▶ **Problem details**:
Only the text of the entries below should be returned, exactly as given, without pictures.

▶ **Provided data**:
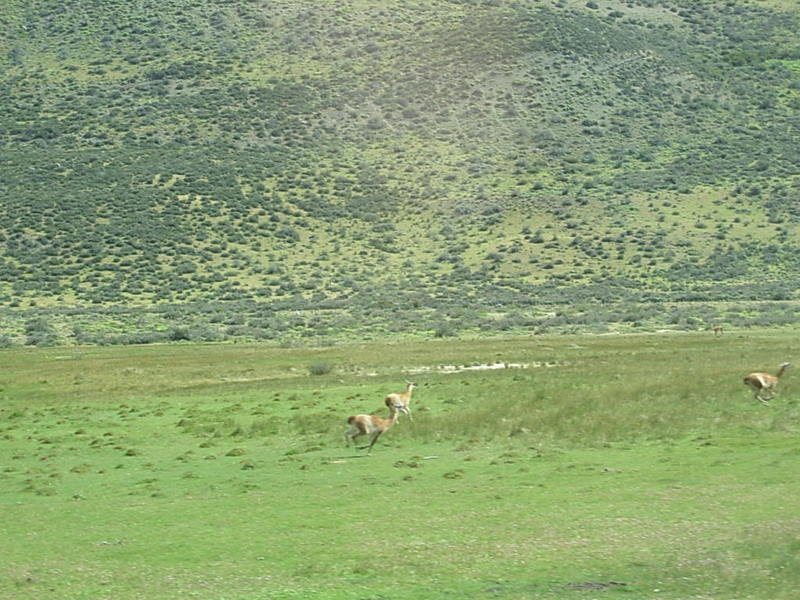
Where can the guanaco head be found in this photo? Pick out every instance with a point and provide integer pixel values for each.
(395, 406)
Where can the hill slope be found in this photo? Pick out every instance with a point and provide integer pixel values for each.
(377, 156)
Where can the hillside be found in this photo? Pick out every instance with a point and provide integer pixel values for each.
(392, 165)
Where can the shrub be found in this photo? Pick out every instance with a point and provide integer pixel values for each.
(320, 368)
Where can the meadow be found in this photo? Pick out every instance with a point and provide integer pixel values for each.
(580, 466)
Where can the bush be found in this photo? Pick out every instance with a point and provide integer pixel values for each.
(320, 368)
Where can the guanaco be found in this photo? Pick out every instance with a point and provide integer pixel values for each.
(371, 425)
(765, 383)
(403, 400)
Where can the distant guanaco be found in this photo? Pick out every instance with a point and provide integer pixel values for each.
(403, 400)
(765, 383)
(371, 425)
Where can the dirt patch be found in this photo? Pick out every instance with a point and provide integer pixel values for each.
(596, 585)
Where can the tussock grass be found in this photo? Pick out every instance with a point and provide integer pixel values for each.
(639, 460)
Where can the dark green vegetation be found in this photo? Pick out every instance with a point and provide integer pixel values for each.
(597, 467)
(379, 157)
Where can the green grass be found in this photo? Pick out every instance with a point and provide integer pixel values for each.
(632, 466)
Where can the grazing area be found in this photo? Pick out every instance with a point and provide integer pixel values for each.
(537, 467)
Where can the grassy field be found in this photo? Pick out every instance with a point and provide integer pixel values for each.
(633, 466)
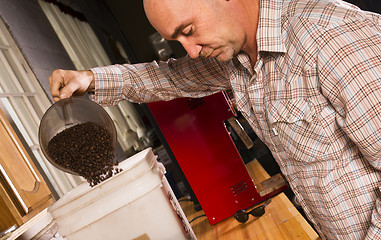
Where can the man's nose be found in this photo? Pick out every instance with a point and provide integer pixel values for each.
(192, 49)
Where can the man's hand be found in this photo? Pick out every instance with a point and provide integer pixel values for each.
(65, 83)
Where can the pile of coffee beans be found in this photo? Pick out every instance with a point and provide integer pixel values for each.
(85, 149)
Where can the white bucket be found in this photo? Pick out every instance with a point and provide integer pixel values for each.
(134, 204)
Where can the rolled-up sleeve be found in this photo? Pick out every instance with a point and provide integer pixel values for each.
(155, 81)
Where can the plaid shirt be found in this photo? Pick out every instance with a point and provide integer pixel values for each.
(313, 97)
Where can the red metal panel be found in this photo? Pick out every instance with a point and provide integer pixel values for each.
(202, 146)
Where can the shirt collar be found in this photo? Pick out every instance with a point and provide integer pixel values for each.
(269, 33)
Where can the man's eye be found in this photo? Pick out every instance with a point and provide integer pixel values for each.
(188, 31)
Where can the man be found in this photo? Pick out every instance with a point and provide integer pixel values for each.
(306, 74)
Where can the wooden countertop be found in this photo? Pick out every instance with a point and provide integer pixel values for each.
(282, 221)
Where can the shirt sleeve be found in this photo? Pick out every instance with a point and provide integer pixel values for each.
(155, 81)
(350, 75)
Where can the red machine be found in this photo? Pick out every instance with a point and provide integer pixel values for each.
(194, 130)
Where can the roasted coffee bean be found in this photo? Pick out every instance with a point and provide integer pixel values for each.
(85, 149)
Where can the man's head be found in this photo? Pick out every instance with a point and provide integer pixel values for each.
(205, 28)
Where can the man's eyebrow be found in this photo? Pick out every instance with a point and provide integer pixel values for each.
(177, 31)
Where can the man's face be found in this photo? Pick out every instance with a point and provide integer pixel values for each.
(205, 28)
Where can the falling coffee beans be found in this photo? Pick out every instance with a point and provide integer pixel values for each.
(85, 149)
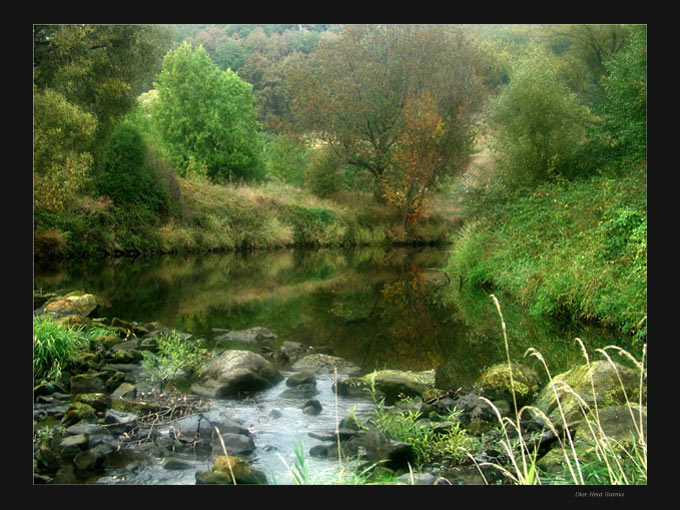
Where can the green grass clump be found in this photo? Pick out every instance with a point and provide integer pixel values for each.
(54, 347)
(175, 359)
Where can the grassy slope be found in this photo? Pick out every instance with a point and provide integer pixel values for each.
(574, 249)
(206, 216)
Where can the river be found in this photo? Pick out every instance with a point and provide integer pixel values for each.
(378, 308)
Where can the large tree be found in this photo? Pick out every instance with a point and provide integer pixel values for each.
(356, 93)
(86, 78)
(206, 116)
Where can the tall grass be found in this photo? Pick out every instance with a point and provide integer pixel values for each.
(54, 347)
(595, 457)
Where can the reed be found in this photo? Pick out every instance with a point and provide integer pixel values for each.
(613, 462)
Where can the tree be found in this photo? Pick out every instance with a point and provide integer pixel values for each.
(101, 69)
(61, 135)
(417, 160)
(540, 126)
(354, 90)
(205, 116)
(625, 88)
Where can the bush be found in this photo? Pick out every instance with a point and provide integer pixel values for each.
(322, 176)
(540, 125)
(126, 176)
(176, 358)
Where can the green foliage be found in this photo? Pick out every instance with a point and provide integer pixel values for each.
(286, 159)
(540, 125)
(54, 347)
(126, 177)
(625, 110)
(176, 358)
(61, 161)
(323, 177)
(404, 425)
(574, 249)
(206, 117)
(99, 68)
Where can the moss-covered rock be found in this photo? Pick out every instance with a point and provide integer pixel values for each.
(608, 384)
(77, 304)
(78, 411)
(223, 467)
(98, 401)
(495, 383)
(398, 384)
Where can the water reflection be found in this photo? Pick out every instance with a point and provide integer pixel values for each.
(375, 307)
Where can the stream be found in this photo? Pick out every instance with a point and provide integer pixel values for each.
(377, 308)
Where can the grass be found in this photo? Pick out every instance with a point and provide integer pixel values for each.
(56, 346)
(593, 458)
(175, 359)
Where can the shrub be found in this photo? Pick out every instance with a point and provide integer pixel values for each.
(127, 177)
(176, 358)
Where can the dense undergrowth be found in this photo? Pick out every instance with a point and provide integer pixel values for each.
(211, 216)
(573, 249)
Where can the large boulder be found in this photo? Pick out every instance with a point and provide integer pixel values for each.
(249, 336)
(604, 382)
(74, 304)
(496, 383)
(319, 363)
(235, 373)
(202, 430)
(229, 470)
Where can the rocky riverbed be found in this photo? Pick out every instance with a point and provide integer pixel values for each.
(266, 415)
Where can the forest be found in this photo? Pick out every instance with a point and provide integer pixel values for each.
(521, 147)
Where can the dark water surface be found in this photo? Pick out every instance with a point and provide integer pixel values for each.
(378, 308)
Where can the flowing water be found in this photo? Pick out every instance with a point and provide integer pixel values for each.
(377, 308)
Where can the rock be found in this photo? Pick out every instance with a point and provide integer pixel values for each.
(620, 424)
(243, 472)
(301, 378)
(72, 446)
(125, 390)
(77, 411)
(75, 304)
(239, 444)
(301, 391)
(233, 373)
(417, 479)
(495, 383)
(290, 352)
(98, 401)
(379, 448)
(86, 383)
(213, 478)
(312, 407)
(249, 336)
(89, 460)
(398, 384)
(606, 386)
(199, 429)
(120, 421)
(324, 363)
(175, 463)
(353, 387)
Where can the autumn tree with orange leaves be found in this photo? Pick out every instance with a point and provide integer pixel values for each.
(393, 100)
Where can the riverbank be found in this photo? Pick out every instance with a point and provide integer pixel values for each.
(570, 249)
(106, 419)
(213, 217)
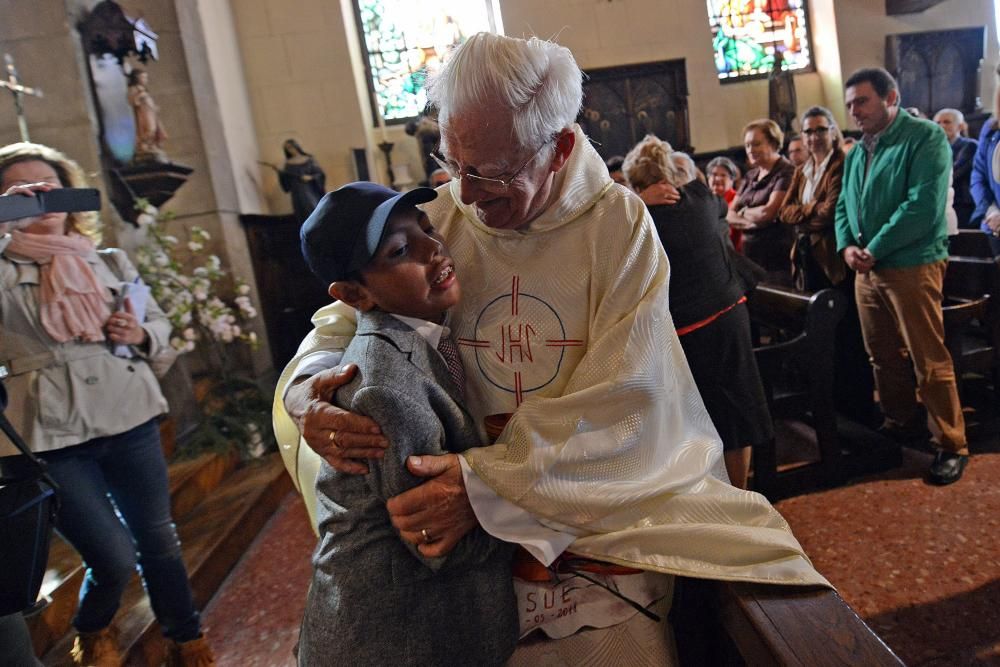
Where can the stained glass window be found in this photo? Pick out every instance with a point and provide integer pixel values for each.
(406, 40)
(746, 35)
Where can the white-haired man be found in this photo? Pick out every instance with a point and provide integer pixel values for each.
(564, 323)
(963, 152)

▶ **Result for this exercise**:
Where can the guanaco head be found in this photo? Pick out every instance with a point and provide integer pixel values for each.
(395, 406)
Where can the hill slope be found in this photo? Pick out every instance with a point and provide integer pixel values for each.
(377, 156)
Where can the hillside be found in this photo? Pick out every instance with a point and provide integer pixel values for each.
(392, 165)
Where can the shrub be found in this photo? Pick out every instance with a point and provide integer pixel values for each.
(320, 368)
Where can the meadow be found in this photo? Pick out every instance with a point and provide integer pixel values for each.
(580, 466)
Where can the bush be found in this photo? Pick out every instance with a point and provide integer pixel values for each.
(320, 368)
Where can the guanaco be found in this photo? Pick out every instance with a point and provide integer pixel values for each.
(371, 425)
(765, 383)
(403, 400)
Where can the distant guanaco be found in this photo? Pick out every instance with a point and provide integer pixel values for each.
(403, 400)
(765, 383)
(371, 425)
Where can the dirt patch be found in this photo? Pick out every instance with a point and provide integer pixel values for each.
(596, 585)
Where can the tussock grass be found in this photo? Pick out every instance with a point and provide integer pixel values for each.
(639, 460)
Where can the dark green vegetation be found in this photo? Pick out every instance with a point and provide integer pixel values for each.
(597, 467)
(379, 157)
Where can the green grass be found in this photo? Pick out every instance with a point and provide integer pixel values for each.
(632, 466)
Where can the grazing area be found in this photo? Pick out every instance with a point and provide integer pixel values for each.
(537, 467)
Where can the grassy field be found in this photo? Pick out every instance with a point and provide integer pixel values for each.
(633, 466)
Where can the man's nose be found in this photo? Pick out every instance with a point and provide integer pixel values for each.
(192, 49)
Where can the man's hand be found in this photo? Pick out every instance with a point and provide integer pixel values for each.
(65, 83)
Where can the pile of coffee beans be found in this photo? Pick out every instance with a point and provide integer pixel values for each.
(85, 149)
Where can the white bucket be found in this photo? Pick out every instance with a point and provide integer pixel values for each.
(134, 204)
Where can the rolled-up sleeve be found in this photo? Pick out every instance with a point and provide integer pixel values for each.
(155, 81)
Where can the plaid shirt be found in this photo? Pick out every instance with a point and provide integer pixel values for each.
(313, 97)
Where can the red metal panel be found in this photo? Pick out every instance with a point and provide integer pixel values for each.
(202, 146)
Where can the shirt collar be found in this photo? Pick out every instance with a point and provide integer pixel values for each.
(269, 33)
Where can the man's eye be found in this photo? Pick out every instance with a point and provide integer pixel values for each.
(188, 31)
Where can the man be found in this photo? Pick out every instance with a point and provide integer pixel values for each.
(306, 74)
Where can the wooden countertop be found in this photo? Pick out every instance with a point and provide integer pixel values for each.
(282, 221)
Where can the shirt sleeve be found in this photo? Pick out every instance with a point and provide integer pixel values for each.
(155, 81)
(350, 75)
Where can the red machine be found in this photo? Pick out every instance with a point and provide integer pixel values for each.
(194, 130)
Where can the roasted coffee bean be found in this photo? Pick out every instance with a point and provide integer pixel values for each.
(85, 149)
Where can the man's head be found in this photo? Pick out every instance with a point and provide integer pixel values for each.
(205, 28)
Where can the man's eyebrow be found in this photo? Pick out every instance with a point and provide integer pixel values for each.
(177, 31)
Where can the man's face be found in this photo? Pick out every instance with a point and provide integer pixel values for each.
(205, 28)
Where can the falling coffee beans be found in this photo? Pick out every instance with a point and provide integer pixel values for each.
(85, 149)
Where can the green grass clump be found in this photo? Pick out every instance with a point and provide integer pixel values for each.
(54, 347)
(175, 359)
Where can the grassy slope be found in this photo? Pick out every instance with a point and provide integer pixel values for each.
(574, 249)
(206, 216)
Where can the river be found in this photo? Pick out every instance with a point and provide integer pixel values for each.
(378, 308)
Where can the large tree be found in this photo? Pick out every instance with a point and provide integer pixel values for each.
(356, 93)
(86, 78)
(206, 116)
Where can the tall grass be found in this photo? Pick out every instance with a point and provide integer pixel values for each.
(54, 347)
(595, 457)
Where can the reed be found in this photo? Pick out every instance with a point and provide integer pixel values for each.
(613, 462)
Where can the tree be found in this photo? Pick out every instance with a point and provide integer pixel values for each.
(101, 69)
(61, 135)
(417, 160)
(540, 126)
(354, 90)
(205, 116)
(625, 88)
Where can the bush be found in this photo? Pick out every instance with a point and provide integer pixel values for each.
(322, 176)
(540, 125)
(126, 176)
(176, 358)
Where can the green foliage be found in this photo? Pick out every instance with a point and provide integer pixel values for each.
(286, 159)
(540, 125)
(54, 347)
(126, 177)
(625, 110)
(176, 358)
(61, 161)
(323, 177)
(404, 425)
(574, 249)
(206, 117)
(99, 68)
Where can the moss-covered rock be found in this photo? Pick out every instance with a point and provide integer pixel values for each.
(608, 384)
(77, 304)
(78, 411)
(223, 467)
(98, 401)
(495, 383)
(398, 384)
Where can the water reflection be found in this photo? Pick out every instance with a point and provide integer pixel values for each.
(375, 307)
Where can the stream be found in this photo? Pick out every instance with a point and provide integer pixel values for each.
(377, 308)
Where can the grass be found in this photo? Pick out every instance with a point and provide integer pixel values for each.
(56, 346)
(593, 458)
(175, 359)
Where can the shrub be found in this photo? Pick out every instance with a point and provide integer pixel values for each.
(127, 177)
(176, 358)
Where can the dense undergrowth be found in this photo? Pick out every instance with a point and provide integer pixel values for each.
(211, 216)
(573, 249)
Where can the large boulder be found in this photo? Pick out every instance with a point and provide integer pixel values for each.
(249, 336)
(604, 382)
(74, 304)
(496, 383)
(319, 363)
(235, 373)
(202, 430)
(229, 470)
Where can the rocky riverbed be found in this photo? Pick out every instance with a point and provide integer pixel values for each.
(266, 415)
Where can the forest be found in this photo? Pick out every instance with a point and provide integer pixel values for each.
(521, 147)
Where can the dark water surface be found in this photo? Pick out every instance with a point and provide integer pixel values for each.
(378, 308)
Where can the flowing water be found in this photo? Pick out every instance with a point and provide integer pixel values for each.
(377, 308)
Where can the rock be found in this photo? Pick out every instance with a point and provide integer pixel values for each.
(620, 424)
(243, 472)
(301, 378)
(72, 446)
(125, 390)
(77, 411)
(75, 304)
(239, 444)
(301, 391)
(233, 373)
(417, 479)
(495, 383)
(290, 352)
(98, 401)
(379, 448)
(86, 383)
(213, 478)
(312, 407)
(249, 336)
(89, 460)
(398, 384)
(606, 386)
(199, 429)
(120, 421)
(324, 363)
(175, 463)
(353, 387)
Where can the autumn tree with orange leaves be found in this photo? Pick out every instance with a point and provide integer pixel values for each.
(393, 100)
Where can the riverbank be found in this photo? Pick out every instance with a point and provide integer pixel values for each.
(570, 249)
(106, 419)
(213, 217)
Where can the stained glass window be found in this photo? Pick out every instance with a point and provide integer pixel values for each.
(406, 40)
(746, 35)
Where can the white-haired man be found in this photo? Pick out every instance with a point and provide integer pixel values for each.
(564, 323)
(963, 152)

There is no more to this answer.